Work to be completed: I would like every record reproduced exactly, with the pictures left out.

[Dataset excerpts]
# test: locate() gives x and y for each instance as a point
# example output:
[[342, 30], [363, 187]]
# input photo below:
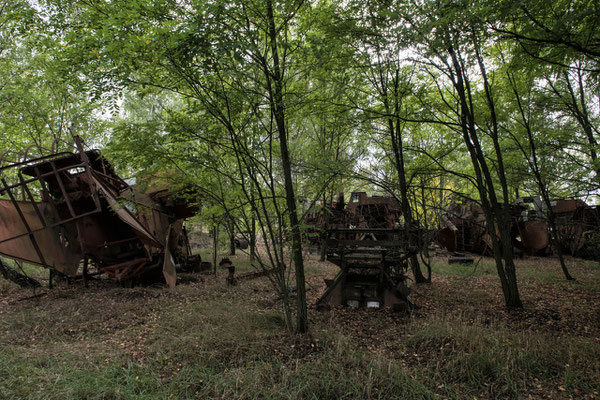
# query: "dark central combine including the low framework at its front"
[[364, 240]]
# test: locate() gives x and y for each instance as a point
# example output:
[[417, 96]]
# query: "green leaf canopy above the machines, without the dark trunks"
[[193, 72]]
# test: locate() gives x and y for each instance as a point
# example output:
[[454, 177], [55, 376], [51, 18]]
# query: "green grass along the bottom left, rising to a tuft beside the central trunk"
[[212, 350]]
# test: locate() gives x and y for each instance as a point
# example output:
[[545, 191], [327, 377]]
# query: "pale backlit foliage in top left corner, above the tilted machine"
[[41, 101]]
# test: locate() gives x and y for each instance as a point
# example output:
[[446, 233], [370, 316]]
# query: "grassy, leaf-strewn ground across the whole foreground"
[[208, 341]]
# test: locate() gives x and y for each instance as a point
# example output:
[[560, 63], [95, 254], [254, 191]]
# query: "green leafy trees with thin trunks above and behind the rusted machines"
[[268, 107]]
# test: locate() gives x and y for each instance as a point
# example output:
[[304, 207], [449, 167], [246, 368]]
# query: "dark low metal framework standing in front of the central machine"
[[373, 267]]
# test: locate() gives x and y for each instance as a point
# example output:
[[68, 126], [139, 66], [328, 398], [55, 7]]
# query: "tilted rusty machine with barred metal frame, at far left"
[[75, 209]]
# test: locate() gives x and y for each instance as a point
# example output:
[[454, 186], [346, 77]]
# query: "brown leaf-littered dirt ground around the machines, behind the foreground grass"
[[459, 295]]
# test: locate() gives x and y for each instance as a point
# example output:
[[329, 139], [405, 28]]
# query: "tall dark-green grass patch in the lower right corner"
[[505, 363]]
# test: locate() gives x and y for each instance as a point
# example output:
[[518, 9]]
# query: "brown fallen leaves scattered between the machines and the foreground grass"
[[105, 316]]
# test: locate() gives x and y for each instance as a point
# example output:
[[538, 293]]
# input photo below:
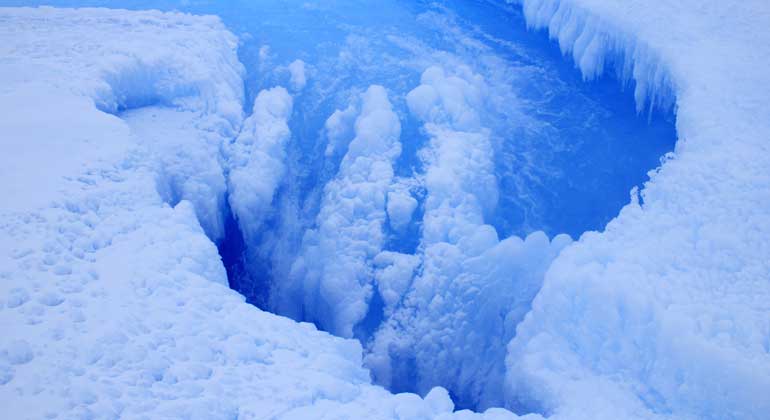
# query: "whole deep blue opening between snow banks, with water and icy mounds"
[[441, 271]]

Result of the task:
# test: locate() gives x and y for each instance as a point
# example output:
[[342, 30], [363, 187]]
# input photo below:
# query: "dark central combine including the low framework at its front"
[[364, 240]]
# test: locate() gives x and y for each instance as a point
# example output:
[[417, 96]]
# query: "green leaf canopy above the machines, without the dark trunks"
[[193, 72]]
# test: locate() gives x and y for each instance as a point
# example output:
[[454, 177], [55, 376], [51, 18]]
# query: "green grass along the bottom left, rising to a tuft beside the central trunk"
[[212, 350]]
# test: locate() gives x and y for each instance as a point
# example output:
[[545, 191], [327, 377]]
# query: "pale backlit foliage in top left corner, above the tilted machine"
[[41, 101]]
# test: locate() gives x and y for each instance as a point
# example output:
[[446, 233], [370, 316]]
# query: "grassy, leaf-strewn ground across the whole foreground"
[[208, 341]]
# test: locate() gives x and y for each instance as a point
# example output:
[[560, 63], [95, 254], [254, 191]]
# query: "green leafy trees with thin trunks above and behind the rusted machines"
[[268, 107]]
# test: locate() gives x and y for each instance as a point
# example output:
[[304, 207], [449, 167], [246, 368]]
# query: "dark low metal framework standing in front of the central machine"
[[373, 267]]
# test: locate() gives x and y for each instance as a point
# example output:
[[68, 126], [139, 66], [328, 398], [55, 7]]
# query: "tilted rusty machine with barred metal frame, at far left"
[[75, 209]]
# test: locate() gives x and y for each instance as a point
# example output:
[[454, 186], [346, 77]]
# query: "brown leaf-littered dirt ground around the machines, behind the foreground grass"
[[459, 295]]
# test: locate() gives x and y for each instance as a point
# example output:
[[329, 139], [405, 28]]
# query: "tall dark-green grass patch in the lower right corner"
[[505, 363]]
# test: locate() gives x and y for each instance as a point
# example output:
[[518, 9]]
# query: "brown fallen leaves scattered between the machines and the foreground grass"
[[105, 316]]
# test: locate() gives x and y for each instance as a point
# example output:
[[538, 293]]
# input photo below:
# query: "whole deep blue opening between snow banks, with water and icy mounds"
[[441, 271]]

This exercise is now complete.